▶ RECORD EXTRACTS
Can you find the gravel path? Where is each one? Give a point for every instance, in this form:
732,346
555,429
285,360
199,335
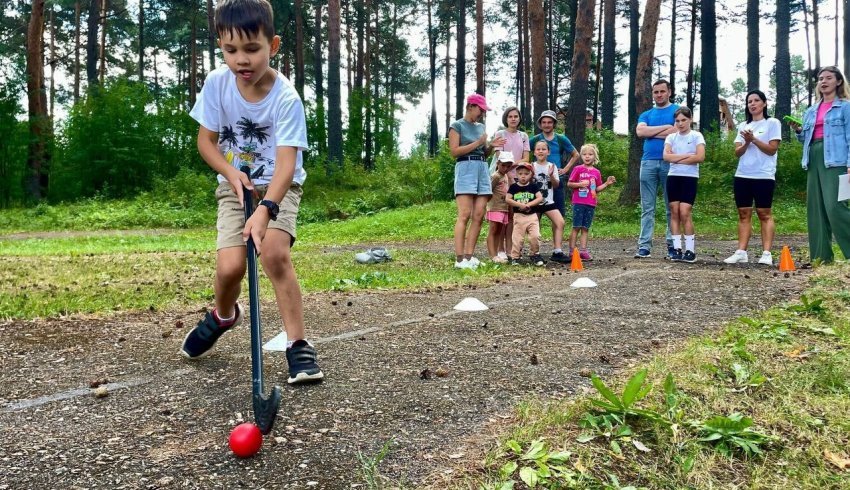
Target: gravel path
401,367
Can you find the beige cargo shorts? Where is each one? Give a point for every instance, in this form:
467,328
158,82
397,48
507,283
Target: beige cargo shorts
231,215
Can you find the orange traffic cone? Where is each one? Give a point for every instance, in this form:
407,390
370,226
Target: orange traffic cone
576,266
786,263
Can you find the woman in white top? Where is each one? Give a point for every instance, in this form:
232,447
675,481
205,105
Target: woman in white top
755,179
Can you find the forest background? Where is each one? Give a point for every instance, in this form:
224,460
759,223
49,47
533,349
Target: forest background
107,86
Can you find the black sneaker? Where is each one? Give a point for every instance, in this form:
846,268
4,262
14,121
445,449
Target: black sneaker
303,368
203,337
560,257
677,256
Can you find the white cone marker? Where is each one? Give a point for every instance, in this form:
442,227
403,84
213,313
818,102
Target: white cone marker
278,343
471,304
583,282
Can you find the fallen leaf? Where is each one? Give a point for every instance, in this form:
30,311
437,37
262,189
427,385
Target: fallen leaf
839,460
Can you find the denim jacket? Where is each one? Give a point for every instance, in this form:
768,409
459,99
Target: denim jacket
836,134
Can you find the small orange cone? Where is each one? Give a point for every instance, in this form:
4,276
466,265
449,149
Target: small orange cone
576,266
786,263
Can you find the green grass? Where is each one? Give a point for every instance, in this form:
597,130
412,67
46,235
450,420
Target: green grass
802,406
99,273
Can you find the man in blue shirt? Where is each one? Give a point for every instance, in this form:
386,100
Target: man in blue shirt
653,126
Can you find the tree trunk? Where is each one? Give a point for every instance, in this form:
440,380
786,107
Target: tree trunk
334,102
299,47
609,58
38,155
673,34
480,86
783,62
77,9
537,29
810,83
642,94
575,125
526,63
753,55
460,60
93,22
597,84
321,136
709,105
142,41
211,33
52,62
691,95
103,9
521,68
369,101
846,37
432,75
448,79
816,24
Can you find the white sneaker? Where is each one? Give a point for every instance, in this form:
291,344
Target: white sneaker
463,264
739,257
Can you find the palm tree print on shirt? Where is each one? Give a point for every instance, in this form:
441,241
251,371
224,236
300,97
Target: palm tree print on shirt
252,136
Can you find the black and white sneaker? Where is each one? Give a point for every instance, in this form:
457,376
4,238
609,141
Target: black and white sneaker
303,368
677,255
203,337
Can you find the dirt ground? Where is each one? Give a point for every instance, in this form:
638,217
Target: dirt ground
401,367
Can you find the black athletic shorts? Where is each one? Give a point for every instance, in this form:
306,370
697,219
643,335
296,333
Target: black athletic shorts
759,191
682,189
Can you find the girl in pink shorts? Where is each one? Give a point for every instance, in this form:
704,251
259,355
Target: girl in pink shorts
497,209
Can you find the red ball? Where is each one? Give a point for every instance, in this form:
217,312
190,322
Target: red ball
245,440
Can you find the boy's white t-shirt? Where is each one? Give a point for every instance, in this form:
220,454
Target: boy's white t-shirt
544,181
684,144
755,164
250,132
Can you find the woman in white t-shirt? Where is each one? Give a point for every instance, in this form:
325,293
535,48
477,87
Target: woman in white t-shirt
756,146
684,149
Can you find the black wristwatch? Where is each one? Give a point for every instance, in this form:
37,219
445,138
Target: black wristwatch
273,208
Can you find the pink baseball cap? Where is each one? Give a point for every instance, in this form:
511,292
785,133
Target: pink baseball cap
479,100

▶ HOW TO COMPLETE THIS TASK
If a line holds a picture, skip the picture and transcribe the rest of the material exactly.

▶ FINAL ANSWER
Can you find the gravel path? Where is each one? Give a point for every instance, in this form:
732,346
555,429
285,360
199,335
Target: gravel path
401,367
Can you find the beige cargo shorts? Where is each one? Give a point for every instance, in this form:
467,328
158,82
397,48
507,283
Target: beige cargo shorts
231,215
Can you find the orange traffic cone? Where is each one? Give a point for every instance, in this form:
407,390
370,226
Target: orange traffic cone
576,266
786,263
Can you find the woman in white top? Where is each one? Give a point for every instance, in this form:
232,447
675,481
205,105
Target: woman in white top
755,179
Can you find the forest background? Where is each one? Give a point for every instance, in this form:
224,460
759,223
49,47
533,349
Target: forest background
107,86
Can you find the black sneaker? Where is each one? Give a point for every instance, in this form:
846,268
4,262
14,121
445,449
Target: black sneaker
303,368
203,337
560,257
677,256
Can you find the white cone marker? Where is each one? Give a point for every instance, in this form:
442,227
403,84
213,313
818,102
Target: white cone marker
278,343
471,304
583,282
Can you find the fallen leaf? Where is each one? Give a point for every instance, in this form:
30,311
437,37
262,189
427,385
Target: fallen leaf
839,460
Can you find the denim jacket? Where is each one? Give a point for every instance, in this form:
768,409
459,99
Target: denim jacket
836,134
Can you find the small orange cone? Where is each one? Give a point for every instance, in this form:
4,276
466,265
449,149
Target: small orange cone
576,266
786,263
Can you find the green grass? Where is each one? Give a point for every instance, in this form:
597,130
412,67
46,235
450,420
Target: green grass
802,406
99,273
Can you find the man in blue shirt? Where is each one? Give a point for every instance, in this form:
386,100
Target: man in blue shirt
653,126
Can you find the tree trunk? Where is each one? Give a point for every instance, in this form:
440,380
786,107
Target: tree trunk
334,102
299,47
609,58
38,155
673,34
480,86
783,62
77,9
537,29
810,83
642,94
575,125
526,63
753,55
460,60
93,22
597,84
321,136
709,105
142,41
211,33
52,62
691,95
103,9
521,68
369,101
846,37
432,75
448,79
816,24
Can you find the white sneaker? Where is each one? Give a point for every instance, in this form:
291,344
Target: white sneaker
463,264
739,257
Can you find the palm tree print on shirt? Where is each one? Give a point for every instance, in this form:
441,241
251,371
224,236
300,97
Target: palm tree print on shirt
252,136
Can you find the black and white sneaker? Where is each one? Give a point for every instance, in this form:
457,376
4,238
609,141
Target: black and white sneaker
303,368
677,255
203,337
Can you find the dirt ground? Where is each one? Give a point for every instance, in this form:
638,217
Target: dirt ground
401,367
Can you find the black athletic shorts? Where is each one? Give a point for every instance, in this form:
306,370
697,219
643,335
296,333
Target: black athletic shorts
759,191
682,189
Can you find the girl in pink shorts? Where is each one? Give a point for every instance, in this form:
704,251
259,355
Target: girl in pink shorts
497,209
Can you find the red ball? Where is each one? Give a point for every instance, in this form:
217,312
190,322
Target: red ball
245,440
Can you find the boy's white t-shirt? Where is each one? Give a point for every instance, in this form:
220,454
Target: boy's white t-shirt
544,181
684,144
755,164
250,132
Can you find the woman in white t-shirt? Where is each one? Give a point for every instance, in this form:
325,293
535,48
477,87
Target: woman in white t-shirt
756,146
684,149
Can you find the black wristwatch? Where is each one? Give a point for every instance, in this form:
37,219
445,138
Target: black wristwatch
273,208
Can you find the pink baseball cap? Where is each one? Give a point for every instance, in this form:
511,292
785,133
Target: pink baseball cap
479,100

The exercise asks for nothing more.